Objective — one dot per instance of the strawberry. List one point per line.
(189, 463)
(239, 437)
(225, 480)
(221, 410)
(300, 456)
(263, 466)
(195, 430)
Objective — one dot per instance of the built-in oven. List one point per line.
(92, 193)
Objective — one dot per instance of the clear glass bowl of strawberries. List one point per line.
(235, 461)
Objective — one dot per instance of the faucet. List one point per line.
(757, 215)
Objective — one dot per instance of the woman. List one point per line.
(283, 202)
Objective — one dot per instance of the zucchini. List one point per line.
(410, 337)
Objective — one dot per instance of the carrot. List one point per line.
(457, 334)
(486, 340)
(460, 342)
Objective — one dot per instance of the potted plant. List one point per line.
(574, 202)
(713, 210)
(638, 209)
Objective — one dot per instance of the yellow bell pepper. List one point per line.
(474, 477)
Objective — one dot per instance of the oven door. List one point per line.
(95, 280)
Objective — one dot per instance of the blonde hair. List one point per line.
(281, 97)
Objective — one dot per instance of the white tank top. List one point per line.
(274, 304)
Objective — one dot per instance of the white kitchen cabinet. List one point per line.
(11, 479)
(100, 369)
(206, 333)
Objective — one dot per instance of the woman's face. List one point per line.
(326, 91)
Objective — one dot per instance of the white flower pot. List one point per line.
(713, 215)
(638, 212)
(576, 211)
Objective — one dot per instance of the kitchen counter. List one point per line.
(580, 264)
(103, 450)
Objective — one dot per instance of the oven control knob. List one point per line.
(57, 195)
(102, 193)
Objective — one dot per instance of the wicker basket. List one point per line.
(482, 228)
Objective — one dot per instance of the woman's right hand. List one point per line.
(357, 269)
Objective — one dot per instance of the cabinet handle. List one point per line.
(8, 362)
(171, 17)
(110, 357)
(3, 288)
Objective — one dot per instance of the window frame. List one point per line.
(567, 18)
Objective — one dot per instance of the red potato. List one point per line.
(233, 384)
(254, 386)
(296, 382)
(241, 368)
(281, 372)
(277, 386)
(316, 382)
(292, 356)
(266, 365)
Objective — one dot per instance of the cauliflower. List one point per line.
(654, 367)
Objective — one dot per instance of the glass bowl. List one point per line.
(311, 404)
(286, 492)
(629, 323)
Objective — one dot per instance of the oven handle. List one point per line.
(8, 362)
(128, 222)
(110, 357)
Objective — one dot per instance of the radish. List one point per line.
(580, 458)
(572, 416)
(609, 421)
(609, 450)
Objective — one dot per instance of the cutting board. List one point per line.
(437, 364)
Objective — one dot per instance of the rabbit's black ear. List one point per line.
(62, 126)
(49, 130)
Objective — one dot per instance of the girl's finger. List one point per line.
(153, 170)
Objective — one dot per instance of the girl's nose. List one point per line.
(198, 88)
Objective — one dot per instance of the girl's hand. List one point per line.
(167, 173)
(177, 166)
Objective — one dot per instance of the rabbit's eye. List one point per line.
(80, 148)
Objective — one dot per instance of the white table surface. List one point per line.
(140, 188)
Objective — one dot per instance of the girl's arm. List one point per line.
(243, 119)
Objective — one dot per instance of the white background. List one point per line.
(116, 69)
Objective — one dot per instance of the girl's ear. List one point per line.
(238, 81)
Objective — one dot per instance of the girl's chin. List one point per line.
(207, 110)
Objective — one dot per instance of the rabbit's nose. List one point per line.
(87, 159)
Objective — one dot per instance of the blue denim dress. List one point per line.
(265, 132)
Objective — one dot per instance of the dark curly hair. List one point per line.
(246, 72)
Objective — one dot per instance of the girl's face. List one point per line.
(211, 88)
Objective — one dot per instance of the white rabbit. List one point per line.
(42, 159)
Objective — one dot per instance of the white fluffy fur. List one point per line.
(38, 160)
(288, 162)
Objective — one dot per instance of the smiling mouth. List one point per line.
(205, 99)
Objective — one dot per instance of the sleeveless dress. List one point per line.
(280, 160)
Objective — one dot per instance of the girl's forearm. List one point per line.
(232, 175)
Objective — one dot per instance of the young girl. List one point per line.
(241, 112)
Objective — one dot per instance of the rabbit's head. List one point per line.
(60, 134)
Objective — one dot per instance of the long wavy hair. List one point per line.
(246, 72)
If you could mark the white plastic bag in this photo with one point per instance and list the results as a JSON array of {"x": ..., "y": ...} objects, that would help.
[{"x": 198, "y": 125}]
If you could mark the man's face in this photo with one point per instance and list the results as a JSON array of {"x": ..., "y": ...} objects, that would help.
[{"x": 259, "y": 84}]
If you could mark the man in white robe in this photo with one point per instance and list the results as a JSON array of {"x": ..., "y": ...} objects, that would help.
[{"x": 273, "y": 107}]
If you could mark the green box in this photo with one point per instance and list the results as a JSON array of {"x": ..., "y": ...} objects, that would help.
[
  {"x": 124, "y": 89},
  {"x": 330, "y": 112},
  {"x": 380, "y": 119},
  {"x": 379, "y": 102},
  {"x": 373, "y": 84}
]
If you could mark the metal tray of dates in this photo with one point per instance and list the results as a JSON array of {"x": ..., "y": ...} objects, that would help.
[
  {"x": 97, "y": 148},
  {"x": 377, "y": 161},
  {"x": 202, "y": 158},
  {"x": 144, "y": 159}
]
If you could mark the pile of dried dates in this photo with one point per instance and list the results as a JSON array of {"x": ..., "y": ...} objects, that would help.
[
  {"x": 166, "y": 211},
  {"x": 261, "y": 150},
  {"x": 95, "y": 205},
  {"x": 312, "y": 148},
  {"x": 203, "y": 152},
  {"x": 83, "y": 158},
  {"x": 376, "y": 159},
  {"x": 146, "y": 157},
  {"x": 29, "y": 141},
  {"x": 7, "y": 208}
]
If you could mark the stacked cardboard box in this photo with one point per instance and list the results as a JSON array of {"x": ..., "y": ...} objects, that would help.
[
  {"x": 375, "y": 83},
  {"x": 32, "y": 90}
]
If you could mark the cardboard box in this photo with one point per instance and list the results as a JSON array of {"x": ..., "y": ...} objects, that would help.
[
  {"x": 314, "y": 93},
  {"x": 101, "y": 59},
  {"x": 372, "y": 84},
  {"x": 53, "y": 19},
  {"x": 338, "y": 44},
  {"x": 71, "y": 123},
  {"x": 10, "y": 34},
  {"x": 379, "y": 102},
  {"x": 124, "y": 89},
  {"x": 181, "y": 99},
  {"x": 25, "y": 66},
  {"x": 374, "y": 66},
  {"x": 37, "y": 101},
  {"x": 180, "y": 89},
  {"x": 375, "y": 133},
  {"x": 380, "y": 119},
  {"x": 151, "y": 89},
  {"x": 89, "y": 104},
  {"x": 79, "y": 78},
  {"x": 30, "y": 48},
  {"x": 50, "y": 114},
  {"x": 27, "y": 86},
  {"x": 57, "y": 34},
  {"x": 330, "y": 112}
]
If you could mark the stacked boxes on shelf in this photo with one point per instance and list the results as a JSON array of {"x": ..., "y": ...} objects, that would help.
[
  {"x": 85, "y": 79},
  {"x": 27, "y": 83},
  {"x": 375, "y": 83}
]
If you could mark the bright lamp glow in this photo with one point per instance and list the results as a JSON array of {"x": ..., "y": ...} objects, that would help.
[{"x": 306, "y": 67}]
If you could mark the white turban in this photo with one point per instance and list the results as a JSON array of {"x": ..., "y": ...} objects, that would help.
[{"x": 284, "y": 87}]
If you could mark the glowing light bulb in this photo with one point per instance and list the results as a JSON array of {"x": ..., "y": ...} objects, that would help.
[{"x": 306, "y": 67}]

::::::::::

* TASK TO COMPLETE *
Retype each entry exactly.

* SOLUTION TO THE EXERCISE *
Objective — one dot per instance of the strawberry. List one point per line.
(189, 463)
(239, 437)
(225, 480)
(221, 410)
(300, 456)
(263, 466)
(195, 430)
Objective — one dot per instance of the built-in oven. List one point per line.
(92, 193)
Objective — one dot per instance of the clear glass bowl of strawberries. List one point per line.
(235, 461)
Objective — one dot per instance of the faucet. List one point per line.
(757, 215)
Objective — one dot per instance of the woman. List one point per line.
(283, 202)
Objective — one dot per instance of the zucchini. List one point per line.
(410, 337)
Objective — one dot per instance of the carrot. List one point per line.
(457, 334)
(486, 340)
(460, 342)
Objective — one dot per instance of the potted plant. List one point per line.
(574, 202)
(713, 210)
(638, 209)
Objective — one dot per instance of the yellow bell pepper. List one point per line.
(474, 477)
Objective — one dot per instance of the oven door. List one point per line.
(95, 280)
Objective — one dot per instance of the blonde hair. List one point per line.
(281, 97)
Objective — one dot per instance of the white tank top. List one point per line.
(274, 304)
Objective — one dot per instance of the white kitchen cabinet. List one point per line.
(11, 479)
(100, 369)
(206, 333)
Objective — one dot per instance of the woman's face. List one point per line.
(326, 91)
Objective — one dot per instance of the white flower pot. List one point per line.
(713, 215)
(638, 212)
(576, 211)
Objective — one dot per instance of the kitchen counter. List one point per line.
(580, 264)
(103, 450)
Objective — one dot per instance of the oven control knob. List one point per line.
(57, 195)
(102, 193)
Objective — one dot per instance of the wicker basket. List one point per line.
(482, 228)
Objective — one dot per instance of the woman's right hand. List one point per line.
(357, 269)
Objective — one dot per instance of the cabinet handle. List one point per line.
(8, 362)
(171, 17)
(110, 357)
(3, 288)
Objective — one dot per instance of the window frame. List one point per line.
(567, 18)
Objective — one dot per instance of the red potato. List one point per line.
(233, 384)
(254, 386)
(296, 382)
(241, 368)
(281, 372)
(277, 386)
(316, 382)
(292, 356)
(266, 365)
Objective — one dot per instance of the cauliflower. List one point per line.
(654, 367)
Objective — one dot per instance of the glass bowl. List one point per line.
(311, 404)
(286, 492)
(629, 323)
Objective — one dot per instance of the oven handle. List one point per line.
(8, 362)
(128, 222)
(110, 357)
Objective — one dot per instance of the radish. List one point per line.
(580, 458)
(572, 416)
(609, 421)
(609, 450)
Objective — one dot per instance of the cutting board. List one point per line.
(437, 364)
Objective — one dot per instance of the rabbit's black ear. List one point per line.
(62, 126)
(49, 130)
Objective — one dot per instance of the girl's finger. List one point per line.
(153, 170)
Objective — one dot per instance of the girl's nose. List one point per line.
(198, 88)
Objective — one dot per instance of the girl's hand. List one point per line.
(167, 173)
(177, 166)
Objective — one dot per instance of the rabbit's eye. List one point per line.
(80, 148)
Objective — one dot per instance of the white table surface. List one point per line.
(140, 188)
Objective — one dot per instance of the girl's arm. List one point per line.
(243, 119)
Objective — one dot per instance of the white background. List one point per line.
(116, 69)
Objective — one dot per instance of the girl's ear. List one point per line.
(238, 81)
Objective — one dot per instance of the girl's chin. List one point per line.
(207, 110)
Objective — one dot per instance of the rabbit's nose. List one point per line.
(87, 159)
Objective — one dot per instance of the blue denim dress. List one point per line.
(265, 132)
Objective — one dot per instance of the dark curly hair. List one point per line.
(246, 72)
Objective — one dot per instance of the girl's face. List one point per line.
(211, 88)
Objective — one dot per instance of the white rabbit. List one point per line.
(42, 159)
Objective — one dot per instance of the white fluffy fur. List one point per line.
(38, 160)
(288, 162)
Objective — one dot per instance of the smiling mouth. List one point per line.
(205, 99)
Objective — one dot per instance of the sleeveless dress. List one point per line.
(280, 160)
Objective — one dot per instance of the girl's forearm. List one point per line.
(232, 175)
Objective — one dot per instance of the young girl. List one point per line.
(241, 112)
Objective — one dot per instance of the rabbit's head. List one point per line.
(60, 134)
Objective — one dot per instance of the long wavy hair. List one point per line.
(246, 72)
If you could mark the white plastic bag in this photo with one point per instance and list the results as a JSON array of {"x": ..., "y": ...} objects, that would help.
[{"x": 198, "y": 125}]
If you could mark the man's face in this photo with one point per instance and list the results as a JSON array of {"x": ..., "y": ...} objects, that would help.
[{"x": 259, "y": 84}]
If you could mark the man in white robe in this photo with one point per instance and list the results as a JSON array of {"x": ..., "y": ...} objects, that would help.
[{"x": 273, "y": 107}]
If you could mark the green box in this photo with one point per instance and list the results as a JSON array of {"x": ..., "y": ...} objects, that would help.
[
  {"x": 124, "y": 89},
  {"x": 330, "y": 112},
  {"x": 380, "y": 119},
  {"x": 379, "y": 102},
  {"x": 373, "y": 84}
]
If you could mark the metal tray of dates in this photo with one point per instance and list the results as a JSON array of {"x": ..., "y": ...} objects, that would help.
[
  {"x": 97, "y": 148},
  {"x": 377, "y": 161},
  {"x": 202, "y": 158},
  {"x": 144, "y": 159}
]
If you could mark the pile of dried dates in this photo with one point per instance and list the results as a JSON array of {"x": ..., "y": ...} objects, that would help.
[
  {"x": 166, "y": 211},
  {"x": 261, "y": 150},
  {"x": 95, "y": 205},
  {"x": 312, "y": 148},
  {"x": 203, "y": 152},
  {"x": 83, "y": 158},
  {"x": 376, "y": 159},
  {"x": 146, "y": 157},
  {"x": 29, "y": 141},
  {"x": 7, "y": 208}
]
If you could mark the stacked cardboard box in this photo with one point per instance and list the results as a JSON array of {"x": ..., "y": ...} objects, that would help.
[
  {"x": 375, "y": 83},
  {"x": 32, "y": 90}
]
If you could mark the cardboard box in this photo with one point per instance and list the results as a JSON array of {"x": ..., "y": ...} objects, that would help.
[
  {"x": 314, "y": 93},
  {"x": 101, "y": 59},
  {"x": 372, "y": 84},
  {"x": 53, "y": 19},
  {"x": 338, "y": 44},
  {"x": 71, "y": 123},
  {"x": 10, "y": 34},
  {"x": 379, "y": 102},
  {"x": 124, "y": 89},
  {"x": 181, "y": 99},
  {"x": 25, "y": 66},
  {"x": 374, "y": 66},
  {"x": 37, "y": 101},
  {"x": 180, "y": 89},
  {"x": 375, "y": 133},
  {"x": 380, "y": 119},
  {"x": 151, "y": 89},
  {"x": 89, "y": 104},
  {"x": 79, "y": 78},
  {"x": 30, "y": 48},
  {"x": 50, "y": 114},
  {"x": 27, "y": 86},
  {"x": 57, "y": 34},
  {"x": 330, "y": 112}
]
If you could mark the stacked boxes on shelf in this photo with one point per instance and list the results as a JSON array of {"x": ..., "y": ...} objects, that would help.
[
  {"x": 85, "y": 79},
  {"x": 27, "y": 83},
  {"x": 375, "y": 83}
]
If you could mark the bright lamp glow in this photo with one point per instance and list the results as a JSON array of {"x": ..., "y": ...} objects, that would help.
[{"x": 306, "y": 67}]
If you could mark the white turban in this photo with one point per instance and list the results as a JSON array of {"x": ..., "y": ...} objects, that would help.
[{"x": 284, "y": 87}]
If you could mark the glowing light bulb in this photo with one point per instance and list the results as a JSON array of {"x": ..., "y": ...} objects, that would help.
[{"x": 306, "y": 67}]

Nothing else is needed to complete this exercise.